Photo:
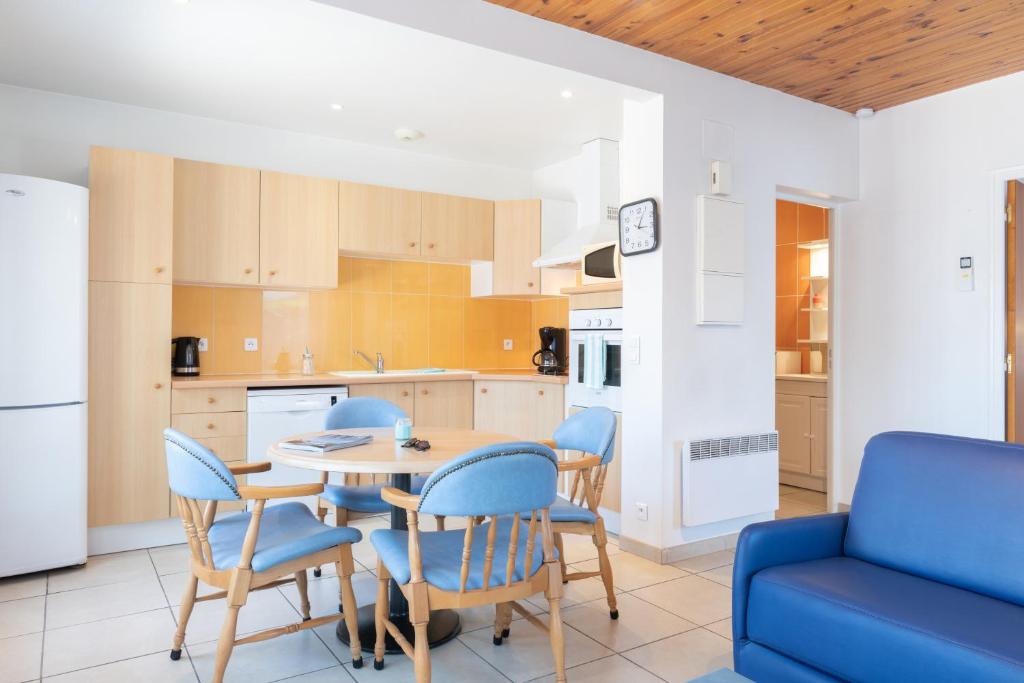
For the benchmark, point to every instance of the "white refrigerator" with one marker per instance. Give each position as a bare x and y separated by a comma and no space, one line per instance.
44,241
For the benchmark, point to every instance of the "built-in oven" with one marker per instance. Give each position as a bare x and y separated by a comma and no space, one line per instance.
596,358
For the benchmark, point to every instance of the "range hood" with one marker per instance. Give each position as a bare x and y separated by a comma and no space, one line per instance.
597,202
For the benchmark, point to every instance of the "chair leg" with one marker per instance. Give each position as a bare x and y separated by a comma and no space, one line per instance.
187,602
226,643
301,583
561,556
601,541
421,653
557,638
348,607
380,615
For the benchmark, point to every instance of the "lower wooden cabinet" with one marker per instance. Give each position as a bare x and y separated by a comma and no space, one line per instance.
802,422
443,404
129,401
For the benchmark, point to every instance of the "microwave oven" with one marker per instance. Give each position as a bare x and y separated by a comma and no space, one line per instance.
601,262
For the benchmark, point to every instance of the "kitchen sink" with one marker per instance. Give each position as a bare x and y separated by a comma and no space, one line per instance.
398,373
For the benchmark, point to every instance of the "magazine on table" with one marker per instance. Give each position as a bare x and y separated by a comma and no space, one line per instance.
327,442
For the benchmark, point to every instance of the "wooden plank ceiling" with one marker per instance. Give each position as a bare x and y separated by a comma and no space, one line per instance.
847,54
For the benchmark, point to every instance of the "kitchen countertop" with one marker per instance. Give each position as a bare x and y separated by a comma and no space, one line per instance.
803,377
323,379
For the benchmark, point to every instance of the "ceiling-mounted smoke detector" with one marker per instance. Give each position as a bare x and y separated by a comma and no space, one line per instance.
408,134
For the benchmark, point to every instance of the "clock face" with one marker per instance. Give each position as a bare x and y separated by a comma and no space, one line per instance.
638,227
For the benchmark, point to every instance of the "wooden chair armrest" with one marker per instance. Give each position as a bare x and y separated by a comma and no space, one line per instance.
400,499
584,463
265,493
249,468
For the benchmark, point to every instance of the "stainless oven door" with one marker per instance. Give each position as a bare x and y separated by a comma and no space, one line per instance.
609,395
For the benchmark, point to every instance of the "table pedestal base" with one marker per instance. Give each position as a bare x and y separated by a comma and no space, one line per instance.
444,625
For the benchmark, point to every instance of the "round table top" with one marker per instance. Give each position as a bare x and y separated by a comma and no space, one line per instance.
384,455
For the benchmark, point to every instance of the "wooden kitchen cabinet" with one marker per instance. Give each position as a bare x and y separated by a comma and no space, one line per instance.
216,223
457,227
378,220
443,404
298,238
401,394
129,401
131,197
517,244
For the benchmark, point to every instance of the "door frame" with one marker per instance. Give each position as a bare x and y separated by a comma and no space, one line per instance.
835,311
997,297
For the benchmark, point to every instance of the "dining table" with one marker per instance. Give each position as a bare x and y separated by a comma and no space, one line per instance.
385,455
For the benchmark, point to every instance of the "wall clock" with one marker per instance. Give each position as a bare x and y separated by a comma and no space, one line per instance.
638,227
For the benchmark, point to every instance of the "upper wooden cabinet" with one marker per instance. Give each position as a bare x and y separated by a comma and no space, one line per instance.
457,227
216,223
298,237
131,196
517,243
129,401
378,220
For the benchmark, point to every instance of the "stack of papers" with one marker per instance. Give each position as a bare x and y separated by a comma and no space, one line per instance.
327,442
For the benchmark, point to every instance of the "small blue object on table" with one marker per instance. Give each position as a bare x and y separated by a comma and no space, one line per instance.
721,676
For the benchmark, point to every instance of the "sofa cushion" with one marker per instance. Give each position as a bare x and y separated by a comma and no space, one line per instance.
860,622
944,508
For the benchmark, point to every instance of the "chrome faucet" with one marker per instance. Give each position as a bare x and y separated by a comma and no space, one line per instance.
380,360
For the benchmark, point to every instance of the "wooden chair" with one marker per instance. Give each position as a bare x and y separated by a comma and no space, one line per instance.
593,432
246,552
491,562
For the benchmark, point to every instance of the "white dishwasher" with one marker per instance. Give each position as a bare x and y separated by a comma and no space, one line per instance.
278,414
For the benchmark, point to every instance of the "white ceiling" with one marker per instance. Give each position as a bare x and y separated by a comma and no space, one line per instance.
283,62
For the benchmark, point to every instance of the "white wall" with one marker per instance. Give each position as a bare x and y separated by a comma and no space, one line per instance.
48,135
916,353
716,381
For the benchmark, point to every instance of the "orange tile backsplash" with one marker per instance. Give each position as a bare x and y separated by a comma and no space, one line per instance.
417,314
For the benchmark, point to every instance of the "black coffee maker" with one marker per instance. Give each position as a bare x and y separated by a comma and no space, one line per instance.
551,358
184,361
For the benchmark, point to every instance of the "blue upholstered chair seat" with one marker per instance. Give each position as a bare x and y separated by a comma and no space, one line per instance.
563,511
441,552
286,531
862,622
366,498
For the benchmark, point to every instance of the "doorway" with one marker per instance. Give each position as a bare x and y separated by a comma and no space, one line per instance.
803,232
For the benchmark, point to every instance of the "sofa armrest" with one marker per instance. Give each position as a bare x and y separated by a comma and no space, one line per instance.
781,542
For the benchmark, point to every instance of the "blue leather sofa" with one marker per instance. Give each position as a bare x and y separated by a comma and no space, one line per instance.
922,581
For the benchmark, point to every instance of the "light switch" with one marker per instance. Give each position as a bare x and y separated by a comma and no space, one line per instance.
965,281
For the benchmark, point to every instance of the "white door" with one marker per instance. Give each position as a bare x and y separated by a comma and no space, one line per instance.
42,454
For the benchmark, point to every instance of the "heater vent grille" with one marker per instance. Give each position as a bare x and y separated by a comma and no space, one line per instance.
734,445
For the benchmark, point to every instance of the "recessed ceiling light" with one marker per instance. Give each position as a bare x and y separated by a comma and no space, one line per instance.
408,134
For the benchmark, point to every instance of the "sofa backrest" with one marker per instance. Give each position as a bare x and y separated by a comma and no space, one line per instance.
944,508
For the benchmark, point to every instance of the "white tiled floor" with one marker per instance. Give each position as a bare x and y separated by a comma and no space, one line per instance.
114,620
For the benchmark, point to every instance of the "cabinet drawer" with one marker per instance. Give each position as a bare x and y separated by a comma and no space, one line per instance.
204,425
223,399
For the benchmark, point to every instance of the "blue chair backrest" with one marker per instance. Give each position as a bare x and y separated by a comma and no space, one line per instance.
592,430
944,508
363,412
193,470
499,479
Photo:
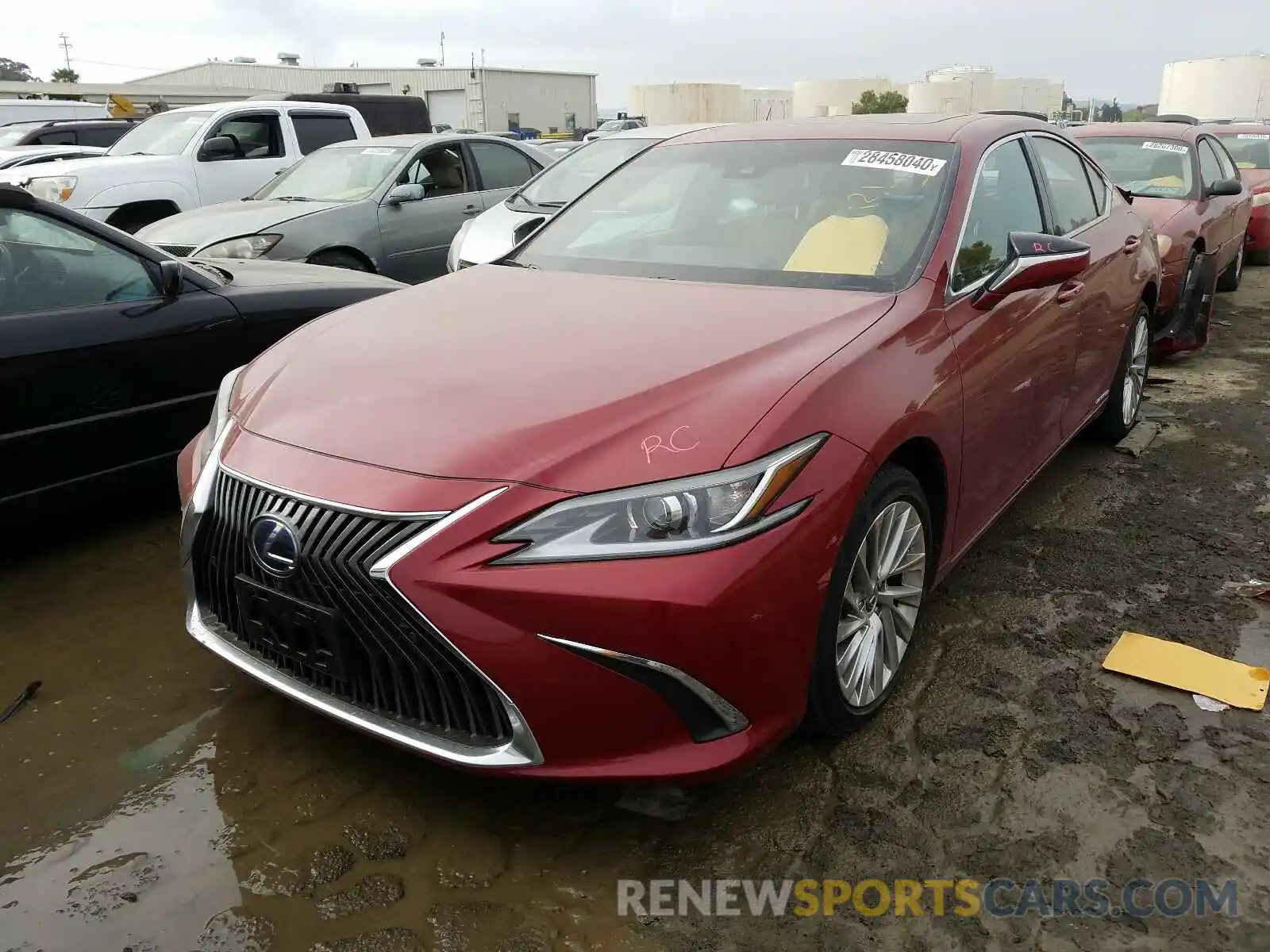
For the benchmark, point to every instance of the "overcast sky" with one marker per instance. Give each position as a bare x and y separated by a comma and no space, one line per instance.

EXERCISE -> Report each line of the material above that contains the word "light", copying every such line in full.

ANSWER IN FULL ->
For the benchmark, point to every instance of the "light switch" with one marker per instance. Give each position as a bare x and y separated by a comma and no space, one line per instance.
For the benchmark, point to every instance of the "recessed ceiling light" with one marker per instance. Give each position as a bare x and y separated by a comma and no space, one line per instance.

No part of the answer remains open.